GIVEN TASK ▸
Please copy out every one of the lines below word for word, leaving nothing out.

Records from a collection
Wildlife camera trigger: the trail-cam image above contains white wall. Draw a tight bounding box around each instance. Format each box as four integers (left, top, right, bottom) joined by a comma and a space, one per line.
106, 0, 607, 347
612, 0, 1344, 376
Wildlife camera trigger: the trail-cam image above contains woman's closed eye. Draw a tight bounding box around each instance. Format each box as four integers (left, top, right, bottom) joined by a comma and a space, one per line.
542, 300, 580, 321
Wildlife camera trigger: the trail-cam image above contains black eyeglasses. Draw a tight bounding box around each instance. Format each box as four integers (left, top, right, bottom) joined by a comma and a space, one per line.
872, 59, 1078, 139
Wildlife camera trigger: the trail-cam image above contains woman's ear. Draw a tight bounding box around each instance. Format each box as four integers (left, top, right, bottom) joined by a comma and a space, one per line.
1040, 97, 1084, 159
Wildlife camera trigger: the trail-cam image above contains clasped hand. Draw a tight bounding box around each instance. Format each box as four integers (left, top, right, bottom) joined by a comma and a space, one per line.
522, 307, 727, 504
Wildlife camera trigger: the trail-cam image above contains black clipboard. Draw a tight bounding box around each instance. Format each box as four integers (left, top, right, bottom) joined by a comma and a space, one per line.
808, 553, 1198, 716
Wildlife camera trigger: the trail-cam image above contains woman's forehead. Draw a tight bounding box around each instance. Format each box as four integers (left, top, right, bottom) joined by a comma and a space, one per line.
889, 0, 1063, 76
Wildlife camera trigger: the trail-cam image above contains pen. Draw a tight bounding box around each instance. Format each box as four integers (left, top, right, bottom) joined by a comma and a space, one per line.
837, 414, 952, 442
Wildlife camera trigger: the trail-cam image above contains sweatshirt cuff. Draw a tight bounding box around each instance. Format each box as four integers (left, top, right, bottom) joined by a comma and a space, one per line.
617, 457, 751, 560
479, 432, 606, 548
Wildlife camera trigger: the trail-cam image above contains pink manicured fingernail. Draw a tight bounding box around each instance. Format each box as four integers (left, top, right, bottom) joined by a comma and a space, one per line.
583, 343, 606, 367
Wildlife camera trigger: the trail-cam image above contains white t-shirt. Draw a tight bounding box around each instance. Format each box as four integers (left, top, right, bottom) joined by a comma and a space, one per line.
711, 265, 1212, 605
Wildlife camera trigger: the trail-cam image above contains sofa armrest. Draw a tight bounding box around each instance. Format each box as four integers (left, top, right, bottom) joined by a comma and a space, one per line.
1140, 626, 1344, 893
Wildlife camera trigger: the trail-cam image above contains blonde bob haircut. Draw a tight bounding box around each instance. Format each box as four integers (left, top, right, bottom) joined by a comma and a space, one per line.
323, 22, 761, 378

RESULT FOR THIS TASK ▸
Wildlife camera trigger: the trail-cam image above contains white wall. Draw a tight bounding box around each instance. Format each box as four integers (left, top, right, bottom) joined by a comma and a space, one per line.
106, 0, 607, 347
612, 0, 1344, 376
Wildlife camera trigger: the trail-cam image above contains woman's closed eye. Draw a tight bounding box around each instance. Format each box as four integers (left, top, right, bottom) joined by a comma and a space, one per line.
542, 300, 580, 321
Wildlife camera trigger: the trail-cam image above contains black eyeglasses. Draw a tight bounding box around each instance. Format each box as four integers (left, top, right, bottom) joined by a comma and a space, one per line.
872, 59, 1078, 139
Wildlife camera trigger: the trail-cam image above contains woman's ear. Draw a tight bounding box around each instance. Format each box as four integers (left, top, right, bottom) joined by a comma and a space, one per line.
1040, 97, 1084, 159
Wildlife camera trigger: the trail-cam image above contains clasped hand. Draw a tight bounding box around each instance. Format each box as four integers (left, top, right, bottom) joined by a comma and a space, one per line.
522, 307, 727, 504
Wildlife camera trigger: the trail-cam image above contains black clipboard. Draw a tight bounding box around each instance. Format each box as four integers (left, top, right, bottom) joined by a comma and a space, one per line.
808, 553, 1198, 716
Wildlife camera trigger: the trail-cam image above contains woman's forehead. Draw a tight bounding box around each instance. Format each box as four integers (left, top, right, bottom) joined by a comma and a space, one per line.
889, 0, 1063, 76
Wildlife camera trigger: the trail-cam image above contains pen. Draw a tight bounding box around each instance. Format each box as four integers (left, top, right, bottom) joined by a comma and a space, one per line.
837, 414, 952, 442
Wildlife camera trigger: the trail-cam image above contains sweatshirt cuff. Draw a tight bounding box around each instance. Format each box as four integers (left, top, right, bottom) joined by a comma and a space, one per line.
617, 457, 751, 560
479, 432, 606, 548
Wildlife camera trigger: the trail-cam image above contains pink manicured fingernail. Draw a tight bounding box around each instance. Format each box as four integers (left, top, right, bottom) joined by a comma and a space, one per line.
583, 343, 606, 367
Wildlife camera trigger: the trail-cam image above contains white t-shirt. Draw a tight bounding box around each instance. Format each box as four integers (left, top, right, bottom) joined by a comma and a space, one per line.
711, 265, 1212, 605
Wildlife camera trigger: the trail-cam image above contains sofa armrest. Draw a tight bounding box around each instance. Format each box as four integers (left, top, right, bottom) joined by a comma and a space, one per line.
1140, 626, 1344, 893
Wildlife camera trigger: the trail-cam image above contains blonde bob haircut. Draw a tight bounding box around each instance. Format each box as four integers (left, top, right, bottom) joined by a comma and a space, one per line.
323, 22, 761, 378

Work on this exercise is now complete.